Your objective → In the forum discussion about RAM speed below, quote everything from "I'd be more" down to "that latency sensitive." word for word.

I'd be more careful about voltage than the speeds of the RAM - that has caused much more problems afaik..

@Seero: You're also completely ignoring the whole memory hierarchy - I'd say it's completely impossible to get anywhere near the improvements you describe just by getting faster RAM. I mean the whole point of cache is to hide memory latencies.. and that usually works rather good. I don't think games are really that latency sensitive.
I didn't ignore. The size of cache is about 8MB. Stress program utilize it to burn CPU, but than how often cache is being recycled? Cache is very useful, but we can't add more. If we want to talk about cache, than we may as well talk about CPU, but that isn't the scope of the question.

The example was done based on the same video card, cpu and mobo, and the result is this big. Did I mention that the maximum FPS is unchanged? I found this out from OCing my memory. There are differences between 5cls@800 vs 4cls@800 vs 5cls@1066 on minimum FPS. I also didn't mention about the affects of "link and sync" because it also isn't the scope of the question.

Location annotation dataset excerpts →
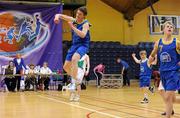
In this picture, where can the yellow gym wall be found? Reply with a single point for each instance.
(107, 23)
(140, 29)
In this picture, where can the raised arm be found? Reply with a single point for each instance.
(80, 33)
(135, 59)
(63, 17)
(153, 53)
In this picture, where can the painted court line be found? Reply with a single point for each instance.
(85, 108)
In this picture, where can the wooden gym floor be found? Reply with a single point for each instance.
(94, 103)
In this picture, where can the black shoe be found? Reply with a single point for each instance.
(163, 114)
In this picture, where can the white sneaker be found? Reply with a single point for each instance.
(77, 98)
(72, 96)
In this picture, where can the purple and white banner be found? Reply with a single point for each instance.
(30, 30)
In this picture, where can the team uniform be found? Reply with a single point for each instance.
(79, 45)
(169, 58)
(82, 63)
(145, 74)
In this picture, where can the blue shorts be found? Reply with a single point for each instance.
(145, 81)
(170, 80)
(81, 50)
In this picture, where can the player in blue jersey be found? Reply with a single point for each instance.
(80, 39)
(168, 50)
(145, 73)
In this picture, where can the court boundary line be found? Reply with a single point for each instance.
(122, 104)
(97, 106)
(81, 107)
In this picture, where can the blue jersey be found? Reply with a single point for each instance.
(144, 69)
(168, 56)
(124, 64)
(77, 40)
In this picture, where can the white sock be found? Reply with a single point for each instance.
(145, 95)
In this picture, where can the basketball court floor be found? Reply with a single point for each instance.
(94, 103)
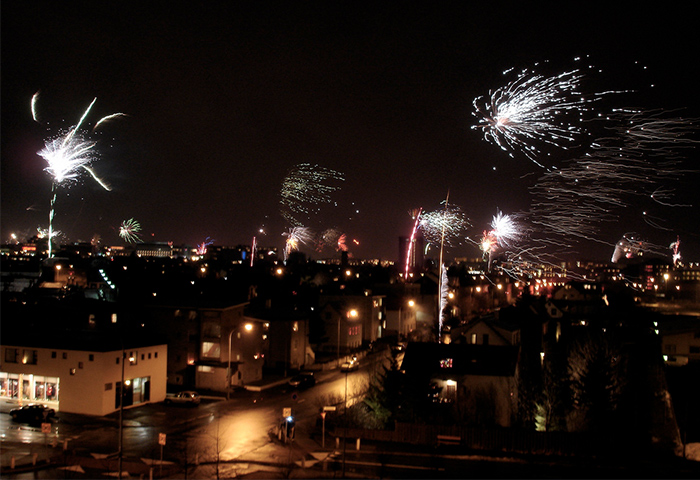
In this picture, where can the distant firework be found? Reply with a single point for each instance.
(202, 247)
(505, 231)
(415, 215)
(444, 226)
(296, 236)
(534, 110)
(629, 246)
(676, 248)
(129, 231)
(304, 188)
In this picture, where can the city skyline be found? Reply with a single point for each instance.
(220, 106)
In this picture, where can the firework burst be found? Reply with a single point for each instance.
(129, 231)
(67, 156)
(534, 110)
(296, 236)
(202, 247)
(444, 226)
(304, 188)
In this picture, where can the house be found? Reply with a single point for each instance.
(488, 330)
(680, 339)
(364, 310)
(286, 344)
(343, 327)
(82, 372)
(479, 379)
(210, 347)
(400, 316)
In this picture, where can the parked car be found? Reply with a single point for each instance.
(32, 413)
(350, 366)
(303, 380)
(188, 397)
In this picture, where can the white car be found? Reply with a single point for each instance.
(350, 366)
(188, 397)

==

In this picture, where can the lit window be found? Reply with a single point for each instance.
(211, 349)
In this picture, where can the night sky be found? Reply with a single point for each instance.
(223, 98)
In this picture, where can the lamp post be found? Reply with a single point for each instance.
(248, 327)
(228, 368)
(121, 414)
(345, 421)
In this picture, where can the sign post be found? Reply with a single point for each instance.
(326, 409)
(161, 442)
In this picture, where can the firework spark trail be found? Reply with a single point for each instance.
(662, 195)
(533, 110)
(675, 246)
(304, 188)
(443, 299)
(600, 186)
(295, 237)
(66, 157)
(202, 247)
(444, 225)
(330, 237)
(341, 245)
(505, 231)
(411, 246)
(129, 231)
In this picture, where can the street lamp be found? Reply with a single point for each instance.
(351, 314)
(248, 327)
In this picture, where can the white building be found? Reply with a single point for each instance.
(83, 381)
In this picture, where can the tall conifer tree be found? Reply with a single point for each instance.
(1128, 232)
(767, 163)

Task answer →
I'd be more careful about voltage than the speeds of the RAM - that has caused much more problems afaik..

@Seero: You're also completely ignoring the whole memory hierarchy - I'd say it's completely impossible to get anywhere near the improvements you describe just by getting faster RAM. I mean the whole point of cache is to hide memory latencies.. and that usually works rather good. I don't think games are really that latency sensitive.